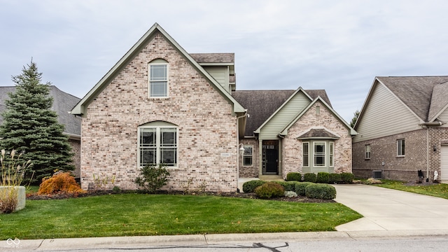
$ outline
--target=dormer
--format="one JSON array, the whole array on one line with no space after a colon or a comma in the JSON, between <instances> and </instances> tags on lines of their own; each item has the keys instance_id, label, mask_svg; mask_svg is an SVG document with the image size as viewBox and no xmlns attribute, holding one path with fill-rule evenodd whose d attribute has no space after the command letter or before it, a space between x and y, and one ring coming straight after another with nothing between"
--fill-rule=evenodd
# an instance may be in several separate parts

→ Exercise task
Gather every line of the material that contains the word "several". Reproduce each such line in full.

→ Exercise response
# an instance may be in several separate parts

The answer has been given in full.